- [Exercise material]
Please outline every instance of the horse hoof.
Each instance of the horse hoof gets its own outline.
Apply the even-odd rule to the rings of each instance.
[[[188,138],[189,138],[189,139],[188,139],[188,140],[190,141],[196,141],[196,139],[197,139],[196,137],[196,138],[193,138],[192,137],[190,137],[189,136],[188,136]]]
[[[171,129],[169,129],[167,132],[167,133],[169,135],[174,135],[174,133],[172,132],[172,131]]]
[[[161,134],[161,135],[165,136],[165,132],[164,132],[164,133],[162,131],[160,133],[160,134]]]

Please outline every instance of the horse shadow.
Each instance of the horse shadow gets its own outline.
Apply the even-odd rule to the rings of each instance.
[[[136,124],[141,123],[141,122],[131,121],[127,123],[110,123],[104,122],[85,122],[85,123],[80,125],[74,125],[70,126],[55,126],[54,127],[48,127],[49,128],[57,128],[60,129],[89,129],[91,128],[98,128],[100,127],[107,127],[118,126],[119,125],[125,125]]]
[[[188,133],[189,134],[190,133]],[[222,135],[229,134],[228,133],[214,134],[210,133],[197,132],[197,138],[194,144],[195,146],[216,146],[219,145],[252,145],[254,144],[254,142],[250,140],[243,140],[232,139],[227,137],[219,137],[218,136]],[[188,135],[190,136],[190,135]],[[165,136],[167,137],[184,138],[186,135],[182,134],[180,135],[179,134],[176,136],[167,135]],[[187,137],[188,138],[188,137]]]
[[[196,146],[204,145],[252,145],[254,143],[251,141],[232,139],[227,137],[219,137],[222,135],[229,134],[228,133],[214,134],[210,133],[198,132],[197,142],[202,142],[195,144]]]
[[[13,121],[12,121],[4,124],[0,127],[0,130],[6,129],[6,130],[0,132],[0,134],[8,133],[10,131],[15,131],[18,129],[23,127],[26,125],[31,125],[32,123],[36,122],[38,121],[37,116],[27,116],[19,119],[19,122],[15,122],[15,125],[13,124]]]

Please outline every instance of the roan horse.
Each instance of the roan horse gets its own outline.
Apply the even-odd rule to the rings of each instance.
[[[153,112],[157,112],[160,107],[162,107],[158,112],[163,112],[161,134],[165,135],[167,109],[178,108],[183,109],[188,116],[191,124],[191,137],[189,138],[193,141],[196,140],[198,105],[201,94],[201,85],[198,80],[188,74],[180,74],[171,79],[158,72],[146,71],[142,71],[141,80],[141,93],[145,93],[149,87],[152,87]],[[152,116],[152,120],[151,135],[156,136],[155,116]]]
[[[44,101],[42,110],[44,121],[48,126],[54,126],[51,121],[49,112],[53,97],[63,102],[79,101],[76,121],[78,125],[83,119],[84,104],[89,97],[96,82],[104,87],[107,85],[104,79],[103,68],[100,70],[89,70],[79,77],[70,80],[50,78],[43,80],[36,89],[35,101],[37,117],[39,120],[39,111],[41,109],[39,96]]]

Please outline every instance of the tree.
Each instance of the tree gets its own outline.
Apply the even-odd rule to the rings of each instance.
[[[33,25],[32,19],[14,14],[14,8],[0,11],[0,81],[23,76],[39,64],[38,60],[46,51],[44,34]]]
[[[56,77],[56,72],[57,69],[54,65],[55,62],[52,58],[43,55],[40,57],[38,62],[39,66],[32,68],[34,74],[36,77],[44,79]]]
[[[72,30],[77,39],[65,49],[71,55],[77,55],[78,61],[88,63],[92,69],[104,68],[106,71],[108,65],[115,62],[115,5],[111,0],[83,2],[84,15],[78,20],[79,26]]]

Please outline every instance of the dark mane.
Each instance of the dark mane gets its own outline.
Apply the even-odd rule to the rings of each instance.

- [Exercise objective]
Reproduce every item above exactly as it appears, without altering a single character.

- [Final answer]
Please outline every instance of the horse hoof.
Each instance of the horse hoof gets its own outline.
Apply the even-odd rule to the rings of each instance.
[[[188,138],[189,138],[189,139],[188,139],[188,140],[190,141],[196,141],[196,139],[197,139],[196,137],[196,138],[193,138],[192,137],[190,137],[189,136],[188,136]]]
[[[171,129],[169,129],[167,132],[167,133],[169,135],[174,135],[174,133],[172,132],[172,131]]]
[[[161,134],[161,135],[165,136],[165,132],[164,132],[164,133],[162,131],[160,133],[160,134]]]

Please outline every instance of the horse shadow.
Each instance of the horse shadow gets its own outline.
Apply the even-odd rule to the rings of each instance.
[[[136,124],[141,123],[141,122],[131,121],[127,123],[110,123],[104,122],[85,122],[85,123],[80,125],[74,125],[70,126],[55,126],[54,127],[48,127],[49,128],[57,128],[60,129],[89,129],[91,128],[98,128],[100,127],[107,127],[118,126],[119,125],[125,125]]]
[[[188,133],[189,134],[190,133]],[[222,135],[229,134],[228,133],[214,134],[210,133],[197,132],[197,138],[194,144],[195,146],[216,146],[219,145],[252,145],[254,144],[254,142],[250,140],[243,140],[232,139],[227,137],[219,137],[218,136]],[[188,135],[190,136],[190,135]],[[165,136],[167,137],[184,138],[186,135],[182,134],[180,135],[179,134],[176,136],[167,135]],[[187,137],[188,138],[188,137]]]
[[[196,146],[204,145],[252,145],[254,143],[251,141],[232,139],[227,137],[219,137],[222,135],[229,134],[228,133],[214,134],[210,133],[198,132],[197,142],[202,142],[195,144]]]
[[[13,121],[12,121],[4,124],[0,127],[0,130],[6,129],[6,130],[0,132],[0,134],[8,133],[10,131],[15,131],[18,129],[23,127],[26,125],[31,125],[32,123],[36,122],[38,121],[37,116],[27,116],[19,119],[19,122],[15,122],[15,125],[13,124]]]

Please outline every instance of the roan horse.
Each instance of the roan horse gets its own outline.
Apply the even-odd rule to the rings of each instance.
[[[153,112],[157,112],[160,107],[162,107],[158,112],[163,112],[161,134],[165,135],[167,109],[178,108],[183,109],[188,116],[191,124],[191,137],[189,138],[193,141],[196,140],[198,105],[201,94],[201,85],[198,80],[188,74],[180,74],[171,79],[158,72],[146,71],[142,71],[141,80],[141,93],[145,93],[149,87],[152,87]],[[152,116],[152,120],[151,135],[156,136],[155,116]]]
[[[44,101],[42,110],[44,121],[48,126],[54,126],[51,121],[49,112],[53,97],[63,102],[79,101],[76,121],[78,125],[83,119],[84,104],[89,97],[96,82],[104,87],[107,85],[104,79],[103,68],[100,70],[89,70],[79,77],[70,80],[50,78],[43,80],[36,89],[35,101],[37,117],[39,120],[39,111],[41,109],[39,96]]]

Please outline every instance of the tree.
Each instance of the tree gets its own outline.
Apply the even-odd rule to the rings of each instance.
[[[33,25],[32,19],[14,14],[14,8],[0,11],[0,81],[23,76],[39,64],[38,60],[46,51],[44,34]]]
[[[56,77],[56,72],[57,69],[54,65],[55,62],[52,58],[43,55],[40,57],[38,62],[39,66],[32,68],[34,74],[36,77],[44,79]]]
[[[72,30],[77,39],[65,49],[71,55],[77,55],[78,61],[88,63],[92,69],[104,68],[106,71],[108,65],[115,62],[115,5],[111,0],[83,2],[84,15],[78,20],[79,26]]]

Please outline every instance of the dark mane.
Each instance of the dark mane gets its own outline.
Apply the even-odd rule to the rings of each instance.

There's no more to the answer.